## Exercise description
The complete set of records should be given again verbatim.

## Data shown
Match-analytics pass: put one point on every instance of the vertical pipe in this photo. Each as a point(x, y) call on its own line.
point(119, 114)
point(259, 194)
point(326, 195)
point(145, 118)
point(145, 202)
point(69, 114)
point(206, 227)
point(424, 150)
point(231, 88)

## Exercise response
Match-analytics pass: put one point on every instance of the vertical pipe in this photo. Each as a point(x, y) call on its own line.
point(119, 114)
point(259, 194)
point(326, 195)
point(145, 118)
point(145, 202)
point(69, 114)
point(206, 227)
point(424, 150)
point(231, 88)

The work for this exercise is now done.